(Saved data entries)
::::::

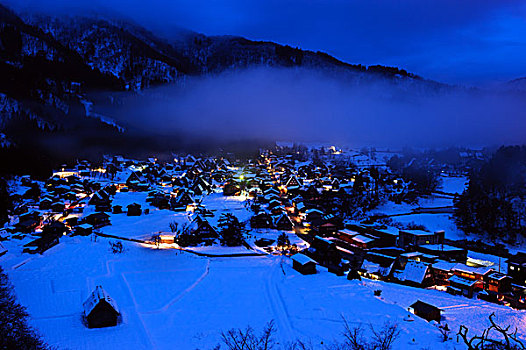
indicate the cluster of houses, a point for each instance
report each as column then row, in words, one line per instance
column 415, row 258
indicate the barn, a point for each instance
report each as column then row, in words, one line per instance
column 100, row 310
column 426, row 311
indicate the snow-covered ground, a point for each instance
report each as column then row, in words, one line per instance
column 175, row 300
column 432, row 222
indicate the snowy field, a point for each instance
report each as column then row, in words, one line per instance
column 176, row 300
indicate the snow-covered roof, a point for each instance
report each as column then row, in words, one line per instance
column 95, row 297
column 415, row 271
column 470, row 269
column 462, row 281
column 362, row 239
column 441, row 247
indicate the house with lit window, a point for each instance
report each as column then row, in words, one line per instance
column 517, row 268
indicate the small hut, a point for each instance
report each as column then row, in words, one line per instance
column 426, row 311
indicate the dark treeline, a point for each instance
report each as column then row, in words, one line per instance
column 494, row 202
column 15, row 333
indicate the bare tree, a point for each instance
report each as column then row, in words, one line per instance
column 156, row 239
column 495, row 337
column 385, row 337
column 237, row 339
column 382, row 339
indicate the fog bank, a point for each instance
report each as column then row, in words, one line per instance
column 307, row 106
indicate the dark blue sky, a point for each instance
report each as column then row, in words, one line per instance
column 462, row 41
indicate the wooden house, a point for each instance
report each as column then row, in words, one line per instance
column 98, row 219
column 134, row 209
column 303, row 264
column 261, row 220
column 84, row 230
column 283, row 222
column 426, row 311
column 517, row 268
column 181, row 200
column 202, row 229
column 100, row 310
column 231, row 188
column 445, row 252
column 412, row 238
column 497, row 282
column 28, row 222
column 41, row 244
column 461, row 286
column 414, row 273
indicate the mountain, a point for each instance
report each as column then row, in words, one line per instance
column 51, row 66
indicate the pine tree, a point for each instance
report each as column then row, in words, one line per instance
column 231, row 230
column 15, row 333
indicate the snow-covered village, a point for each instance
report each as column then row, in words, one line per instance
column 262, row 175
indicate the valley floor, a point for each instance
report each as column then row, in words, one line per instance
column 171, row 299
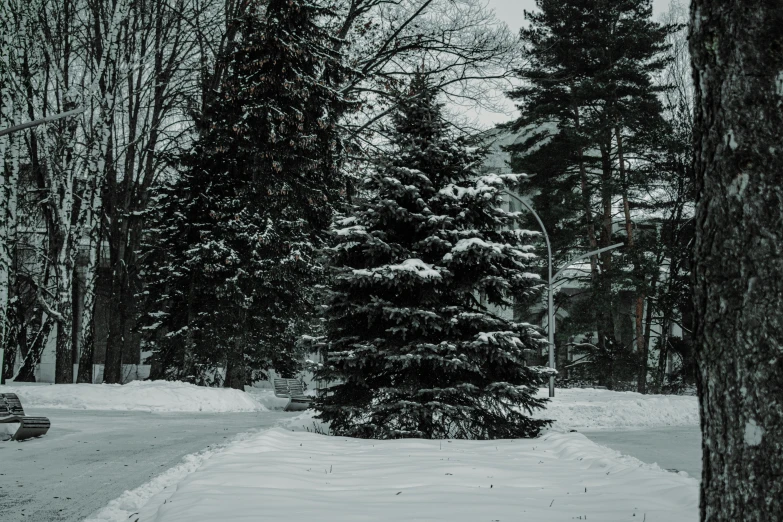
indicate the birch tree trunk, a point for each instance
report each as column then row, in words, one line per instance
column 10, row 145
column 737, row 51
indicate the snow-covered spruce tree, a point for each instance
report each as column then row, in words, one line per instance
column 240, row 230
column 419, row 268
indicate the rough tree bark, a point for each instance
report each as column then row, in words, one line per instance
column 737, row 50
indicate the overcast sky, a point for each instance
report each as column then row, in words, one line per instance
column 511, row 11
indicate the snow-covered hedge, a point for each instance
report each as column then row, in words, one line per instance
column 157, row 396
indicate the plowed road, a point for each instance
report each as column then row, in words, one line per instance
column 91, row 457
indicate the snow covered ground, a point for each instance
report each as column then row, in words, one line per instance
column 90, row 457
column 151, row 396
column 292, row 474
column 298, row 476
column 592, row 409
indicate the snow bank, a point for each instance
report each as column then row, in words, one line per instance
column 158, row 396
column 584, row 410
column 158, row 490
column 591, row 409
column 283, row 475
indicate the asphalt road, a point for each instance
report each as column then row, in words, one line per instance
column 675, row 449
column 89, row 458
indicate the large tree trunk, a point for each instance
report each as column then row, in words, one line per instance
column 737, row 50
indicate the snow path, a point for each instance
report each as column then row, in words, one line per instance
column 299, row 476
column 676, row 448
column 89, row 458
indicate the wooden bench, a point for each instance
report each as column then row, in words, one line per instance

::::::

** What is required **
Substitute "one point per instance" for "a point for each instance" everywhere in the lines above and change nothing else. Leave the pictures out of your answer.

** Completed exercise **
indicate the cluster of houses, one point per instance
report each as column then row, in words, one line per instance
column 415, row 258
indicate the barn, one point per instance
report each as column then row, in words, one line per instance
column 100, row 310
column 426, row 311
indicate the snow-covered ground, one point per instance
report each as column then row, in words, one line per instance
column 175, row 300
column 432, row 222
indicate the snowy field, one point per instance
report each as column then row, in words, one line per instance
column 176, row 300
indicate the snow-covered roof, one point per instance
report each as column then row, in words, one line per instance
column 95, row 297
column 415, row 271
column 470, row 269
column 462, row 281
column 362, row 239
column 441, row 247
indicate the house with lit window, one point per instance
report each as column then row, in words, one line per instance
column 517, row 268
indicate the small hut, one point per instance
report each as column then row, in words, one line per instance
column 426, row 311
indicate the dark treeline, one point per instance
report each as column then row, in words, one line per instance
column 494, row 202
column 15, row 333
indicate the bare tree, one point per instance
report each as column then row, in words, one line per instance
column 156, row 239
column 495, row 337
column 385, row 337
column 237, row 339
column 382, row 339
indicate the fog bank, one point per instance
report each as column then row, in words, one line per instance
column 307, row 106
indicate the dark blue sky, one point per instance
report each as column then row, in words, one line per instance
column 462, row 41
indicate the wooden house, one point per instance
report each as column then row, in words, one line per instance
column 98, row 219
column 134, row 209
column 303, row 264
column 261, row 220
column 84, row 230
column 283, row 222
column 426, row 311
column 517, row 268
column 181, row 200
column 202, row 229
column 100, row 310
column 231, row 188
column 445, row 252
column 412, row 238
column 497, row 282
column 28, row 222
column 41, row 244
column 461, row 286
column 414, row 273
indicate the mountain, one point per instance
report each as column then row, in words, one line per instance
column 51, row 66
indicate the pine tree, one point per instance
report each as column then row, in words, one line per instance
column 231, row 230
column 15, row 333
indicate the snow-covered village, one point per instance
report each as column then row, in words, one line per instance
column 262, row 175
indicate the valley floor, one point per instance
report each as column then row, in words, one line per instance
column 171, row 299
indicate the birch tree trunk, one point per instance
report each as column then row, in words, one line per instance
column 10, row 145
column 737, row 51
indicate the snow-covered spruce tree, one point per instance
report each as column then row, in words, one line per instance
column 240, row 230
column 419, row 268
indicate the rough tree bark, one point per instance
report each as column then row, in words, one line per instance
column 737, row 50
indicate the overcast sky, one point per instance
report each as column then row, in words, one line per instance
column 511, row 11
indicate the snow-covered hedge, one point per instance
report each as column then row, in words, one line per instance
column 157, row 396
indicate the plowed road, one point per instance
report each as column then row, in words, one line per instance
column 91, row 457
indicate the snow covered ground, one point per instance
report each as column then row, in words, one line per instance
column 90, row 457
column 151, row 396
column 292, row 474
column 298, row 476
column 592, row 409
indicate the snow bank, one point per instance
report each as column then row, in words, one line per instance
column 158, row 396
column 584, row 410
column 158, row 490
column 591, row 409
column 283, row 475
indicate the asphalt road, one point per instance
report each as column then row, in words, one line per instance
column 675, row 449
column 89, row 458
indicate the large tree trunk, one point per instance
report each as column then row, in words, one line per instance
column 737, row 50
indicate the snow path, one point per instance
report each as column then row, in words, one line per instance
column 299, row 476
column 676, row 448
column 89, row 458
indicate the wooden bench, one point per instance
report each as column then row, in words, one line per instance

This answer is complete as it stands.